#### [Passage]

________________

The goal is not to find the cheapest number. It is to make two shops quote the same confirmed problem, repair scope, warranty, and completion standard.

Send this exact request to the second shop

I have a written estimate for a major repair. Please diagnose the vehicle independently before reviewing the first shop's conclusion. I need the failed test, code, measurement, or visible damage; the smallest viable repair; an itemized parts-and-labor quote; and the parts/labor warranty. Please also state what could change after teardown.

1. Diagnosis evidence

  • Exact complaint reproduced by the technician
  • Stored and pending DTCs before codes are cleared
  • Pressure, compression, leak-down, voltage, play, or fluid test results
  • Photos or video of visible damage or leakage
  • Engine, drivetrain, VIN, build date, and bulletin applicability

2. Same repair scope

  • New, remanufactured, used, or owner-supplied parts
  • Assembly replacement versus component-level repair
  • Labor hours and hourly rate
  • Fluids, seals, programming, alignment, calibration, and disposal
  • Taxes, diagnostic charge, storage, towing, and rental cost

3. Risk after the repair

  • Parts and labor warranty in writing
  • What the warranty excludes
  • Expected completion date and comeback policy
  • What could increase the quote after teardown
  • Whether another known repair is likely within 12 months

Red flags that justify pausing

  • The shop cannot show a failed test or reproduce the symptom.

________________

#### [Dataset records]
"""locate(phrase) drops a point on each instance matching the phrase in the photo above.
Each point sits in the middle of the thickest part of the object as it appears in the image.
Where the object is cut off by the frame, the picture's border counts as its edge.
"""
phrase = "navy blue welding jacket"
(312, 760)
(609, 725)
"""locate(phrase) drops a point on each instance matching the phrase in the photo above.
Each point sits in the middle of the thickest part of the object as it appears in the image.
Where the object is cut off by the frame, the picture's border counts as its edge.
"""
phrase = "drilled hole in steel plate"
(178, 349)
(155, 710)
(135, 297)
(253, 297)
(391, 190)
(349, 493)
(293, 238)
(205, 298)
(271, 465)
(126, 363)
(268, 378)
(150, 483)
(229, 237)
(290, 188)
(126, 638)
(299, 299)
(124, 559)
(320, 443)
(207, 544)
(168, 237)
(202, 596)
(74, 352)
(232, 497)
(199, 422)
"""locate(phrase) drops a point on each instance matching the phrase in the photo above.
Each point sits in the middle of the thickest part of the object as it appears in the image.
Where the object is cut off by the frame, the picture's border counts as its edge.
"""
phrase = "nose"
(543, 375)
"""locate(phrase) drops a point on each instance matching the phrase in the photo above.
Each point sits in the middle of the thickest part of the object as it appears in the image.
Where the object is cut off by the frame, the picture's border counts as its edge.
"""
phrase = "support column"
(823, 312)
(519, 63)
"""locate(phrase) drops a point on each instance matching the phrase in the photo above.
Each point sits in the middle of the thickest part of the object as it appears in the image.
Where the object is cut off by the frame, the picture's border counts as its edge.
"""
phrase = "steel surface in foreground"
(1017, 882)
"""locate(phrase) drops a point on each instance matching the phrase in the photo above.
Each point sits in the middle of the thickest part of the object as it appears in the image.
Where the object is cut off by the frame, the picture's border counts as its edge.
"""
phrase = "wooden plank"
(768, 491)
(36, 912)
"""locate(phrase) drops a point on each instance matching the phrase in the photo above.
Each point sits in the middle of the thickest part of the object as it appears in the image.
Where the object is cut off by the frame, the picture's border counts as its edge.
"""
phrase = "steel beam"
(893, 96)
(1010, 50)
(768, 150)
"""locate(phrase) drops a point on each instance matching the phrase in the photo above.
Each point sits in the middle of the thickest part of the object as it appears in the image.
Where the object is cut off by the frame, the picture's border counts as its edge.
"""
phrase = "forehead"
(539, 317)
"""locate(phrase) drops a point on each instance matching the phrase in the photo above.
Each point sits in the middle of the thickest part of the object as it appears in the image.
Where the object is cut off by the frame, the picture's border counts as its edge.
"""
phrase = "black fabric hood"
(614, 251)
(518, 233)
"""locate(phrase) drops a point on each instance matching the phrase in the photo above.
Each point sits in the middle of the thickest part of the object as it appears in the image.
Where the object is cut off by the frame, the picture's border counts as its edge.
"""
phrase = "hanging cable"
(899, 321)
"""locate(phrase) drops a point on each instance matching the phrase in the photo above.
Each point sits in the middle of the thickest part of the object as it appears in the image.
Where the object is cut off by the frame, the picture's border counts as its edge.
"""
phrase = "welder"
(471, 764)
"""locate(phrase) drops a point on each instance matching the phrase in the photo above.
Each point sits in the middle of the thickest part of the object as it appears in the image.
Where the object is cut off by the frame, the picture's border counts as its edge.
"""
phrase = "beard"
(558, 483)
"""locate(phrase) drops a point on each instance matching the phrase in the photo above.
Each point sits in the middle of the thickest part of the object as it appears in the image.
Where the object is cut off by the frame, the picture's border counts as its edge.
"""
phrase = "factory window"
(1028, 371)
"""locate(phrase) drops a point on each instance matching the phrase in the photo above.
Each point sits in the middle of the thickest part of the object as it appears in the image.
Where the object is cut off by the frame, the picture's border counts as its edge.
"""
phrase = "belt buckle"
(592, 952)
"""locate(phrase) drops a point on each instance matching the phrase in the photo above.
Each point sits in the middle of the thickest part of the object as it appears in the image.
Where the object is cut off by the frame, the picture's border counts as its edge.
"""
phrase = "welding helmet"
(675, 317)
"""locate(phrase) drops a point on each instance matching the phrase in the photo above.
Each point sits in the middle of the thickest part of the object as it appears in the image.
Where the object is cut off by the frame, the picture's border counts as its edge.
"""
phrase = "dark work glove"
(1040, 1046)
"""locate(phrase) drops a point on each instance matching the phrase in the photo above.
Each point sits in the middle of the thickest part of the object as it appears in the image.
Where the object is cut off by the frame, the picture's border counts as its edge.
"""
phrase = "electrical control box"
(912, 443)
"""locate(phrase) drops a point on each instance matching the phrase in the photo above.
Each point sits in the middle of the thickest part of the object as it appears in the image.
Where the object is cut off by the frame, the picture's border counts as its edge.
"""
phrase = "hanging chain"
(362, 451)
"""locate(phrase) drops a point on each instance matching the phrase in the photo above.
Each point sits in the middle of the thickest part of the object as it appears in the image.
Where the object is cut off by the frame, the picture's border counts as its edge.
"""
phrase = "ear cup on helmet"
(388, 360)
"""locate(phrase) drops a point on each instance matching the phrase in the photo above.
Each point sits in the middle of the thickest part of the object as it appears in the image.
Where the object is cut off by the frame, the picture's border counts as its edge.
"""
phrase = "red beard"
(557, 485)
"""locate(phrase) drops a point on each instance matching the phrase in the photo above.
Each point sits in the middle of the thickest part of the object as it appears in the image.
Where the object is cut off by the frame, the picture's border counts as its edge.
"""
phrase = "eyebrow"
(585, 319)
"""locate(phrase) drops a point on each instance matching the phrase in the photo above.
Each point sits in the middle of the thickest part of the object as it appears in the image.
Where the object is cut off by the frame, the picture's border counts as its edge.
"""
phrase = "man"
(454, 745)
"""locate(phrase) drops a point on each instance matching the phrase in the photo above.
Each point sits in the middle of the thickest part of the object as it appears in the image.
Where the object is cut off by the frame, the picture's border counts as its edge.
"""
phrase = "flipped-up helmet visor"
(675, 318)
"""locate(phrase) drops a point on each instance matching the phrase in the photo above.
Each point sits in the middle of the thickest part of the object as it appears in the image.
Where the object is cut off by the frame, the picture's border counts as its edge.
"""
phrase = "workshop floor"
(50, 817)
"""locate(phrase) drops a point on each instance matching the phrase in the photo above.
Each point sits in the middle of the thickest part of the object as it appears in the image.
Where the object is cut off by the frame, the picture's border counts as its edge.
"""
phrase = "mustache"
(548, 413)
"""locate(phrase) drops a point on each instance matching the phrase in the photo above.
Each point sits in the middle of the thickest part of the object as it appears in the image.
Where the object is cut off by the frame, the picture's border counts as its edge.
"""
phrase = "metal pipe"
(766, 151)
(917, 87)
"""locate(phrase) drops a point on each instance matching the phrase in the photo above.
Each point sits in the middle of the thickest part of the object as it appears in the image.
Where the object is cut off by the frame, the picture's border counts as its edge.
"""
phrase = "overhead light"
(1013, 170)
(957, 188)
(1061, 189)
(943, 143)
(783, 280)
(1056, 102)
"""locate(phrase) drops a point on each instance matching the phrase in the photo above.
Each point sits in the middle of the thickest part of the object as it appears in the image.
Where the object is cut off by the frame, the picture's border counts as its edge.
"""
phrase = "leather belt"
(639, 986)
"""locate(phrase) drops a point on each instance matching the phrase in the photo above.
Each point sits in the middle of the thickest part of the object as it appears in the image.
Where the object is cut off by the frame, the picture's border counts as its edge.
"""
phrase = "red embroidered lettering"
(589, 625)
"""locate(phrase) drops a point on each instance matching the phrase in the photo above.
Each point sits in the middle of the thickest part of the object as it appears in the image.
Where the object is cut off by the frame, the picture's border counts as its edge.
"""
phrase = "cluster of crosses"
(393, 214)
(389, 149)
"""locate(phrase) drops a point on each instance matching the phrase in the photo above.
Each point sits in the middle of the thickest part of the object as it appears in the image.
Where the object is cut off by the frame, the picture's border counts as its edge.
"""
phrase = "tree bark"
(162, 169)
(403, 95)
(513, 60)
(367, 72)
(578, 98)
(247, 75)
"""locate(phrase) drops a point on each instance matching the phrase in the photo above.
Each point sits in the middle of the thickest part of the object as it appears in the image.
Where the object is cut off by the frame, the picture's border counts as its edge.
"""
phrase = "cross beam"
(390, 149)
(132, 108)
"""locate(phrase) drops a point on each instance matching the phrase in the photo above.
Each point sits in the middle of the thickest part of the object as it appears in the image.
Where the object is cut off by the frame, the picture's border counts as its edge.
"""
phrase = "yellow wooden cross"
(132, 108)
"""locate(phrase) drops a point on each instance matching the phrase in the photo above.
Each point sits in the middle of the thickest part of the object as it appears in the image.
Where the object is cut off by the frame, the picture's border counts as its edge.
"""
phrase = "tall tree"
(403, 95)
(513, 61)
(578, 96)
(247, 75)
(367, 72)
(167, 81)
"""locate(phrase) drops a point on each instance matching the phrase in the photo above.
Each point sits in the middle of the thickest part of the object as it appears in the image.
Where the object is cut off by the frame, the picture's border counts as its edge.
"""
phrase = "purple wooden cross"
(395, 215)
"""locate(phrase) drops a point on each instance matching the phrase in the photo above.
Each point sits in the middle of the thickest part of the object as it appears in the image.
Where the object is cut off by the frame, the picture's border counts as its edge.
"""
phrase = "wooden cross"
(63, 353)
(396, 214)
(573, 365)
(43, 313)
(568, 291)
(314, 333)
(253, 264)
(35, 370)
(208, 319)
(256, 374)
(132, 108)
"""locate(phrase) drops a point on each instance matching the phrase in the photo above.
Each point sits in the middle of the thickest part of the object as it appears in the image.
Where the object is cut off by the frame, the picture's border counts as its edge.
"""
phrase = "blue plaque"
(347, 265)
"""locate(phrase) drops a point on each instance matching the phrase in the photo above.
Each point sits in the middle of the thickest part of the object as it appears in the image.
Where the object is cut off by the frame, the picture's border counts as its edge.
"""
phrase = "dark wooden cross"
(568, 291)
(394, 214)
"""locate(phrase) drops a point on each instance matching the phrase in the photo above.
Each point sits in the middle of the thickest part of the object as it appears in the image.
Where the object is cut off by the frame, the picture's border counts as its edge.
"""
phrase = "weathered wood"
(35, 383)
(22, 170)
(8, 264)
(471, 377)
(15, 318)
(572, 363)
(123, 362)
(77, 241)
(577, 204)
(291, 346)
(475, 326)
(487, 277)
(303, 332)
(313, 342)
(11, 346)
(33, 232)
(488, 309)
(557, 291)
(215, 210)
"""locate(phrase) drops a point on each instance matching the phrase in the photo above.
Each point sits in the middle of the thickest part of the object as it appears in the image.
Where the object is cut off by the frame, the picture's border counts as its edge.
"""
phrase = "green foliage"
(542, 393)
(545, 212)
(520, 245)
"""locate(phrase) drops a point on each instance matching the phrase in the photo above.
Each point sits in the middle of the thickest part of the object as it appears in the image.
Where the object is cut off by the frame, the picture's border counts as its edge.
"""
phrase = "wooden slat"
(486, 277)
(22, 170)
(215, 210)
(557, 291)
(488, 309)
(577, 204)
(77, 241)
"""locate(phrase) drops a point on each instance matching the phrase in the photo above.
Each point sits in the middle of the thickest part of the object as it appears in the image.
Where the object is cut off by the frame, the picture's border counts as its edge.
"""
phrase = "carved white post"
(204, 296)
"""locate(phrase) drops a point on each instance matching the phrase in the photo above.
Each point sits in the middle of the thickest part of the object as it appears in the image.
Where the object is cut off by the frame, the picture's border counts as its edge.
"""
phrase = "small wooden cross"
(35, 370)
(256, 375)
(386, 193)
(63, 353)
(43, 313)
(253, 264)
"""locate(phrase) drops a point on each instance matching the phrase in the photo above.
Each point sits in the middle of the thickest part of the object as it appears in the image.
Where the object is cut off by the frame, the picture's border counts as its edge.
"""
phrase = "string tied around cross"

________________

#### [The problem]
Copy the part of the repair-quote guide between "The goal is" and "change after teardown.", inclusive, switching "itemized" to "line-by-line".

#### [Finished task]
The goal is not to find the cheapest number. It is to make two shops quote the same confirmed problem, repair scope, warranty, and completion standard.

Send this exact request to the second shop

I have a written estimate for a major repair. Please diagnose the vehicle independently before reviewing the first shop's conclusion. I need the failed test, code, measurement, or visible damage; the smallest viable repair; an line-by-line parts-and-labor quote; and the parts/labor warranty. Please also state what could change after teardown.